(A run of records)
= = =

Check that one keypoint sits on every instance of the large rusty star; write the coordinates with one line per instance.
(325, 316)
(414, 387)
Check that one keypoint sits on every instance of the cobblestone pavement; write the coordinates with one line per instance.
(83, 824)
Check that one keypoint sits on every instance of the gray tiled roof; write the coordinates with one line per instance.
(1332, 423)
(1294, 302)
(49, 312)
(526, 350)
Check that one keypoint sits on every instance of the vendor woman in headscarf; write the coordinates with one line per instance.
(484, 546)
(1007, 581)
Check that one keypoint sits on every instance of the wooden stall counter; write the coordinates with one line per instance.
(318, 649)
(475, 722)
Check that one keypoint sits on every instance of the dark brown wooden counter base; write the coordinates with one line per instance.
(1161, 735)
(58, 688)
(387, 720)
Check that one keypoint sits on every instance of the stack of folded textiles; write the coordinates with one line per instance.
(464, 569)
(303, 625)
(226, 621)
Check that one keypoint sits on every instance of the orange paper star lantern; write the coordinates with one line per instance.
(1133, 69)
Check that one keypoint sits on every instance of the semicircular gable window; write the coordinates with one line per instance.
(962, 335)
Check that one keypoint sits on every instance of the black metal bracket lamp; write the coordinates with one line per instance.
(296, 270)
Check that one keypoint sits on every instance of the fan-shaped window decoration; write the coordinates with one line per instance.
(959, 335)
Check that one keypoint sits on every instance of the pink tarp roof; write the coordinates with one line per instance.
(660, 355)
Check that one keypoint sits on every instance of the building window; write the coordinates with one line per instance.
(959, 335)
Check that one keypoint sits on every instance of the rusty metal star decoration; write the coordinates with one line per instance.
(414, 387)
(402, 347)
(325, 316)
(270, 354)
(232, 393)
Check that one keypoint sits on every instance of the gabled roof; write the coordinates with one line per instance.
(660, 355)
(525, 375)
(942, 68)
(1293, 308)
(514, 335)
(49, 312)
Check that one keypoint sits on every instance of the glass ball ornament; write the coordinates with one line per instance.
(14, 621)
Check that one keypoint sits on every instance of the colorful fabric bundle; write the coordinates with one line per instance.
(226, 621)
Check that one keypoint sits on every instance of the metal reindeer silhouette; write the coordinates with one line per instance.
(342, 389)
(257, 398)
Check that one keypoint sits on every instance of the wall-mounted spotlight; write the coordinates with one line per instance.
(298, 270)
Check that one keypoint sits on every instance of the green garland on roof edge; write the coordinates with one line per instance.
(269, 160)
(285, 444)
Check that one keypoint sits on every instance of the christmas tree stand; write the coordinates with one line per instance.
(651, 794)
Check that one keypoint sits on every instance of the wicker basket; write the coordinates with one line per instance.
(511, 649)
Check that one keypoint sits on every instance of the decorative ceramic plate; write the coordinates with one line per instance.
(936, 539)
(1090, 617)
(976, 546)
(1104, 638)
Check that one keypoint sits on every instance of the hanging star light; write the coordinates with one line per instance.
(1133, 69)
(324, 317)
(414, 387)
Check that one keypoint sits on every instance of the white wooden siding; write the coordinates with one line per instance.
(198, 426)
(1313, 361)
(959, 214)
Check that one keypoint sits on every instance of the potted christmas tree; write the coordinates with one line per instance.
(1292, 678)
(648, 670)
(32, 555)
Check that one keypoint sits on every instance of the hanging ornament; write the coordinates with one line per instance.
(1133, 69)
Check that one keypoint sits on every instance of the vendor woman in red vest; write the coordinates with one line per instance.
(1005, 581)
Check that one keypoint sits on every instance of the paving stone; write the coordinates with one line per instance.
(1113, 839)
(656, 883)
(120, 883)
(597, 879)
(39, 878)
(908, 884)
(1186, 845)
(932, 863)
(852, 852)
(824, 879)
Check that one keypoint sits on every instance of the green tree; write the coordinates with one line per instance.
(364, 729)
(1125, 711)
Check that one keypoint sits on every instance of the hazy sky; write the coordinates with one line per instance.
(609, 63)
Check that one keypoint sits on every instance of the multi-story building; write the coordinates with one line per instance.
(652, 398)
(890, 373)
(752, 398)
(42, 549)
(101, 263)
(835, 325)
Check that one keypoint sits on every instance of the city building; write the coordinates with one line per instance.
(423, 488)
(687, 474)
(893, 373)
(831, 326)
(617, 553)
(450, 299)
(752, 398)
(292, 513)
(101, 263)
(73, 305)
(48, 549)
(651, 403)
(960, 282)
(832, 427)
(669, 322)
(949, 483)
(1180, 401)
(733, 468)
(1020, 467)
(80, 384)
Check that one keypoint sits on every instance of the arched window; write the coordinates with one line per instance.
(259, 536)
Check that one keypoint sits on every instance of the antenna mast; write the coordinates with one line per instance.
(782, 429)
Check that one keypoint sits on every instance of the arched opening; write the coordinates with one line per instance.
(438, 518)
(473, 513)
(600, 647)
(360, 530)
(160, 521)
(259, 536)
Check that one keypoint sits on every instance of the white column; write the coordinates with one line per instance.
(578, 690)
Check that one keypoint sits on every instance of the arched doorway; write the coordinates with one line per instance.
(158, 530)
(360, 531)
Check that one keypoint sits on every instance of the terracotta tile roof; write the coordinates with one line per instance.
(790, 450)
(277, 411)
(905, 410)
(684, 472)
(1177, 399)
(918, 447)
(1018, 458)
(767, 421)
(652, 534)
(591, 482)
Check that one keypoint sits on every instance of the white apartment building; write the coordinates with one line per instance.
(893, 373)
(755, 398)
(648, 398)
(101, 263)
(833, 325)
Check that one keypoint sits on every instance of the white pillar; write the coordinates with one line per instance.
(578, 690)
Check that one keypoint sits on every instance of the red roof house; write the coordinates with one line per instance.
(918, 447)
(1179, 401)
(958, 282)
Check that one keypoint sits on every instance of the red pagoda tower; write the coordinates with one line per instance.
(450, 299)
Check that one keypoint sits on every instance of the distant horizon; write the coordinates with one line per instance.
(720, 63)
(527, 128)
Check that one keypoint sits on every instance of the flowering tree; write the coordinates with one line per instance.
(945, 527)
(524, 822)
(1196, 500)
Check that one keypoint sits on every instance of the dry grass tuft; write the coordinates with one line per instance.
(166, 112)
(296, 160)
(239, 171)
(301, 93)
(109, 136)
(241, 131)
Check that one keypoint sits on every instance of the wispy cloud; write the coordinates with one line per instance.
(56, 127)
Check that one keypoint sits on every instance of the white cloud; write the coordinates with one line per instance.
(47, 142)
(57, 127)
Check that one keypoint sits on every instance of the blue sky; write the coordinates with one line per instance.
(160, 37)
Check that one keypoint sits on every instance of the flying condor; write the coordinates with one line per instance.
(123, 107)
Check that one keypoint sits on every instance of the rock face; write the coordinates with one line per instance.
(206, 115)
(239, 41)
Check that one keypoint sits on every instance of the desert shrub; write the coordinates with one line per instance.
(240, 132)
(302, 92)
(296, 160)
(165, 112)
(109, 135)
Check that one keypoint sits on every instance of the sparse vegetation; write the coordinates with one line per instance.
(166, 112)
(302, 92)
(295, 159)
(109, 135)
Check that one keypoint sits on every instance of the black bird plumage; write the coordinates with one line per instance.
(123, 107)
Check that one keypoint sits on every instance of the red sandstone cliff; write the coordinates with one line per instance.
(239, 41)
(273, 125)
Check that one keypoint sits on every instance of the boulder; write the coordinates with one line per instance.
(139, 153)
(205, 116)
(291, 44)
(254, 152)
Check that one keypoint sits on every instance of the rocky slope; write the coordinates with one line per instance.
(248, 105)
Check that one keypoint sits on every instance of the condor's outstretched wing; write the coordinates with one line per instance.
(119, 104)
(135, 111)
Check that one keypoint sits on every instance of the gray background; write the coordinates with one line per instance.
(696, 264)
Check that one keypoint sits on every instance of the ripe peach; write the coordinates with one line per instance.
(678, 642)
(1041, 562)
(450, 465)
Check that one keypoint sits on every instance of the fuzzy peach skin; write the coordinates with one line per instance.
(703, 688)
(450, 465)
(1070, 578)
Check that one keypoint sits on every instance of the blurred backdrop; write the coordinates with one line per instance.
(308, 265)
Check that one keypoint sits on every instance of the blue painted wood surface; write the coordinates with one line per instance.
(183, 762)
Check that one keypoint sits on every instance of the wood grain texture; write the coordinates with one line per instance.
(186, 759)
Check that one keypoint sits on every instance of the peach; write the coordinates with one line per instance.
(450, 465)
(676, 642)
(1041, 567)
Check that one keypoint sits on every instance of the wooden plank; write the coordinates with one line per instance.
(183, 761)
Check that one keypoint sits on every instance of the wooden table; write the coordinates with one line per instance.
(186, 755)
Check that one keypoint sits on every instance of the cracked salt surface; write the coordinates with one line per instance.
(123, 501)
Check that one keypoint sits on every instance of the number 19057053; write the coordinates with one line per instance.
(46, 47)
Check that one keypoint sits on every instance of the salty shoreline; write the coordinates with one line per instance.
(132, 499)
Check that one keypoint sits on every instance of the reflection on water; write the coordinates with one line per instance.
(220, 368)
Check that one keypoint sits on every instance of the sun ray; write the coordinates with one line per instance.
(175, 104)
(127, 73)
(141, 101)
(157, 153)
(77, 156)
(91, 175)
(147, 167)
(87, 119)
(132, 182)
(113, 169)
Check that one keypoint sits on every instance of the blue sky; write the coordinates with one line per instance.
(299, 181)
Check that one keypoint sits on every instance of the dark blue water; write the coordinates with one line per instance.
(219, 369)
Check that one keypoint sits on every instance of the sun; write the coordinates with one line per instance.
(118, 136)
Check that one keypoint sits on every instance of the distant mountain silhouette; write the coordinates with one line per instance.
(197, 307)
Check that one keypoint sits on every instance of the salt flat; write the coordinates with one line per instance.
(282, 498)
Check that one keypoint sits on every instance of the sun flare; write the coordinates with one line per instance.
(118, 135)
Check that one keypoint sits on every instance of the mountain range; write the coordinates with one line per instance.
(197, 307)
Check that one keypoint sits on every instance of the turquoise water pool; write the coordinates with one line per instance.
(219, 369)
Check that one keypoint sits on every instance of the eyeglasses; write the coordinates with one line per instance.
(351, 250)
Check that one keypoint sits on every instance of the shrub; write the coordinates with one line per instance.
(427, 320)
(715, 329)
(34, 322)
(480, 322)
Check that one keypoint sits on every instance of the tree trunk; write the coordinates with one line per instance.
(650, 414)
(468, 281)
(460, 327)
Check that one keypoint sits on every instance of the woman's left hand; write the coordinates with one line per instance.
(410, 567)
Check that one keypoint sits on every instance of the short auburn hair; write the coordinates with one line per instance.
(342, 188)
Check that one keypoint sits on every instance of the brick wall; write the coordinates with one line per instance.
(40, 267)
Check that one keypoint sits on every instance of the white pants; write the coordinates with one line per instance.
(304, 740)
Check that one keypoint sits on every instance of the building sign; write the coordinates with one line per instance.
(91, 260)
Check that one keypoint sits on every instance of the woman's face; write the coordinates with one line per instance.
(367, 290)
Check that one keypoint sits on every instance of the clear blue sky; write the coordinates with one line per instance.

= = =

Starting at the line containing "Check that one keypoint sits on every instance of the short" and continuing through the end of the records, put each line into a Markdown table with the columns Row and Line. Number the rows and leave out any blank lines.

RESULT FOR THIS TASK
| Row | Line |
|---|---|
| 1 | Check that one keypoint sits on every instance of the short auburn hair; write the coordinates with one line per instance. |
| 2 | (342, 188) |
| 3 | Check that one keypoint sits on every instance of the brick wall; write the coordinates with one line per instance. |
| 4 | (40, 267) |
| 5 | Check that one keypoint sits on every instance of the white pants; write the coordinates with one line per instance. |
| 6 | (304, 740) |
| 7 | Check that one keypoint sits on every instance of the building sign; write the coordinates with one line per instance. |
| 8 | (91, 260) |
| 9 | Check that one keypoint sits on every instance of the woman's face; write the coordinates with one line per instance. |
| 10 | (367, 290) |
| 11 | Check that one keypoint sits on every instance of the clear blue sky; write the coordinates with one line per instance. |